Questions on the material >>
a - In the frostbite racing essay, rewrite the passage that begins at the words "I help derig" and stops after "terribly I sailed.", swapping "drysuit" for "wetsuit".
b - Does each statement below agree with the frostbite racing essay? Answer yes or no for each, quoting the words that decide it. (i) The narrator places fourth in the first race described. (ii) The narrator's drive home takes 20 minutes. (iii) The narrator's eighth-place finish came in a fleet of 10 boats.

Text block >>
= Beginning of Section =
Fourth is the best I can do, and after crossing the finish line, I curse myself under my breath. I feign a smile when I step onto the dock for the boat ­rotation. Adam and I commiserate our misfortune and put it to one that got away. He’s laughing it off and taking it better than I am. The right thing to do is to let it go. Next race. But I can’t. I’m embarrassed. I so desperately want to win a race, to be congratulated and feel proud. The right thing to do is to accept the fact that I was so focused on beating one boat, I made the mistake of losing sight of the big picture. Get over it, right? Nope. Instead, my frustration festers, and like a toxin, it poisons the rest of my day.

Over the next three races, there’s a deeper and darker inner drive to prove to myself and everyone else in the fleet that I don’t suck. It clouds my decision-making, makes me slow, and makes me tack more than I should in the light and shifty breeze. In each of the following three races, my starts are magical; I cross the line at full speed and with clear air, and I’m leading both races when I tack onto a thin starboard layline. But each time, inexplicably, the wind dies and shifts, and in a span of two boatlengths, I’m no longer fetching the mark. Twice I have to jibe around and duck five or six boats that are easily laying the mark. The third time, I have to tack to do the same. Hero to zero, indeed. Three races in a row, in the blink of an eye, I go from the front of the fleet to the back. I’ve proved to myself that I’m not nearly as good as think I am, or wish I am, and for one fleeting moment, as I return to the dock, sullen and depressed after my eighth-place finish (of 12 boats), I think maybe I should take up a new sport.

Sailors with a growth mindset don’t take results personally. They don’t care about shame or embarrassment: They care only about using their mistakes as an opportunity to learn and improve.

I help derig a few boats, peel out of my drysuit, and sulk out the back door of the club without saying goodbye to anyone. During the 20-minute drive home, my mind is racing, processing, replaying the highlight reel in my head, trying to pinpoint what went wrong and where. What the hell was my problem? It continues when I get home: I vent over dinner with my wife. I stand in the hot shower cursing myself again. Even reading in bed fails me; I can’t stop thinking about how terribly I sailed.

The next morning, I open my laptop at the office, and coincidentally the file on screen I’d been working on is Jonathan McKee’s column, “Success Through Failure,” in this issue (page 48). I wish I’d read it before I sulked out of the club. “In sailboat racing, we fail all the time,” he writes. “Even top racers are consistently making mistakes large and small—take it from me. A growing body of research into learning and brain plasticity suggests that the manner in which a person processes mistakes and failure will impact their growth and future performance.”

In his column, he applies his understanding of the emerging study of the “growth mindset,” where we take failure personally, and feel shame and embarrassment when we make a mistake. He could say I’m a textbook example of a “fixed mindset.” All I can think about is the outcome. Sailors with a growth mindset, on the other hand, don’t take results personally. They don’t care about shame or embarrassment: They care only about using their mistakes as an opportunity to learn and improve.

McKee’s words are like honey in my bitter morning tea. They don’t erase the scores that have caused me to tumble down the standings, but they do help me correct my course, change my attitude and dive deeper into understanding what should motivate me every Sunday morning when I show up for frostbite sailing. This is true in life as well: I need to embrace this growth mindset, shift my tunnel vision away from my results and my reputation, and focus instead on the more fruitful process of improving, of accepting my failures simply as headers: Recognize them, tack on them, and enjoy the lifts.
= End of Section =
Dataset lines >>
= Beginning of Section =
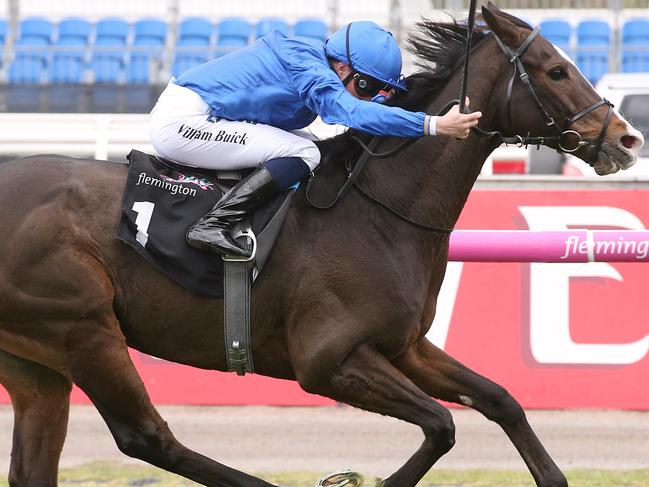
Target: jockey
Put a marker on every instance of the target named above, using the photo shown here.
(243, 110)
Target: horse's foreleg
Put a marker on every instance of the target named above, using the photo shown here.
(367, 380)
(443, 377)
(101, 366)
(41, 400)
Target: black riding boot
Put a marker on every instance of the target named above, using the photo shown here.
(214, 231)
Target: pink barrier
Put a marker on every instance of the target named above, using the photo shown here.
(549, 246)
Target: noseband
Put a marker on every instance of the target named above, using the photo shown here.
(565, 134)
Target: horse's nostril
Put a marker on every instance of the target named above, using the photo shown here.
(629, 141)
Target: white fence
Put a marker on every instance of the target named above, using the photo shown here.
(101, 136)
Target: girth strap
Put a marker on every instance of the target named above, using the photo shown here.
(237, 283)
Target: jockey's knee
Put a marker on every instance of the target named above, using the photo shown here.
(310, 154)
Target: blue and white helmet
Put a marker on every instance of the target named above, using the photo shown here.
(368, 49)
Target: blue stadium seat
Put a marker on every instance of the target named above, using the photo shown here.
(150, 31)
(3, 38)
(108, 60)
(36, 28)
(69, 51)
(74, 30)
(195, 31)
(558, 32)
(150, 37)
(311, 28)
(193, 45)
(264, 26)
(233, 33)
(635, 46)
(30, 62)
(3, 31)
(593, 44)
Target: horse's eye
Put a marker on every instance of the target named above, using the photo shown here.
(557, 73)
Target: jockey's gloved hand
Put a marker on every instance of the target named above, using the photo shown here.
(453, 123)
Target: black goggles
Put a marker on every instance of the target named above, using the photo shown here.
(366, 86)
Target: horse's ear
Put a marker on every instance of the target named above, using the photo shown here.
(499, 22)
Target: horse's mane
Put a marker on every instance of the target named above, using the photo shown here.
(439, 47)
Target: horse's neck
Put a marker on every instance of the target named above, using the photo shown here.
(430, 181)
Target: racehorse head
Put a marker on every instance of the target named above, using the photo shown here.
(547, 96)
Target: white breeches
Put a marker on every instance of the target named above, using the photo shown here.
(183, 130)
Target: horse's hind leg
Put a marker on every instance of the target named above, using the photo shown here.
(366, 379)
(41, 400)
(443, 377)
(101, 367)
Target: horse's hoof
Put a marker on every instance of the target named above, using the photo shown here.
(346, 478)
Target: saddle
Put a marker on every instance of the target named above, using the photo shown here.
(162, 199)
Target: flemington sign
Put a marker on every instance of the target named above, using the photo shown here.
(574, 333)
(571, 334)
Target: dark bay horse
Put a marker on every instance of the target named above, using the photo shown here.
(345, 300)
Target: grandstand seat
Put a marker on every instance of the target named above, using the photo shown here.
(3, 38)
(193, 45)
(150, 37)
(69, 51)
(314, 28)
(74, 30)
(558, 32)
(108, 60)
(36, 28)
(29, 65)
(3, 31)
(233, 33)
(635, 46)
(195, 31)
(264, 26)
(593, 44)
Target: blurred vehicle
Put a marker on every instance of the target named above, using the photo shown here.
(629, 92)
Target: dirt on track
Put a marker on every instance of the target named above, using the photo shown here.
(324, 439)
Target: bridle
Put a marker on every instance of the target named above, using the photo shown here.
(564, 134)
(561, 139)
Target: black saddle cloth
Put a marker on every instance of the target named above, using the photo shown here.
(162, 200)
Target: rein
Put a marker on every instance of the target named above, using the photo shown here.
(562, 140)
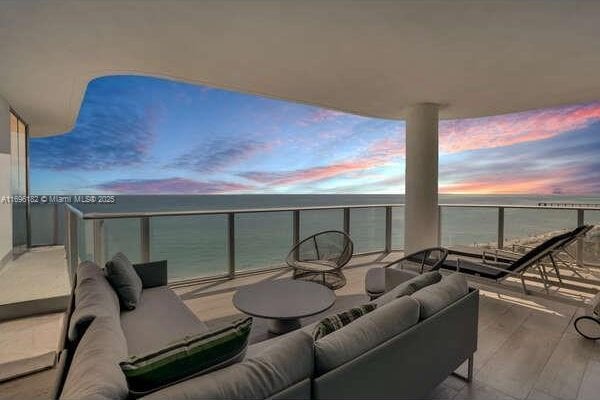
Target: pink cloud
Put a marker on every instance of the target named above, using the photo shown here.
(458, 136)
(171, 186)
(506, 130)
(378, 154)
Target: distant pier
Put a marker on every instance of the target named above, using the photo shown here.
(569, 205)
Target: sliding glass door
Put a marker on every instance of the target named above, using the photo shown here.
(19, 184)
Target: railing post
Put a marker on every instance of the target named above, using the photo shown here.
(72, 237)
(295, 227)
(98, 241)
(439, 225)
(145, 239)
(500, 227)
(55, 222)
(231, 243)
(579, 248)
(347, 220)
(388, 229)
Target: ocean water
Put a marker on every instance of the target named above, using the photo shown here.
(197, 245)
= End of Section =
Answers to the exercise >>
a -
I help derig a few boats, peel out of my wetsuit, and sulk out the back door of the club without saying goodbye to anyone. During the 20-minute drive home, my mind is racing, processing, replaying the highlight reel in my head, trying to pinpoint what went wrong and where. What the hell was my problem? It continues when I get home: I vent over dinner with my wife. I stand in the hot shower cursing myself again. Even reading in bed fails me; I can’t stop thinking about how terribly I sailed.

b -
(i) Yes: "Fourth is the best I can do"
(ii) Yes: "During the 20-minute drive home"
(iii) No: "after my eighth-place finish (of 12 boats)"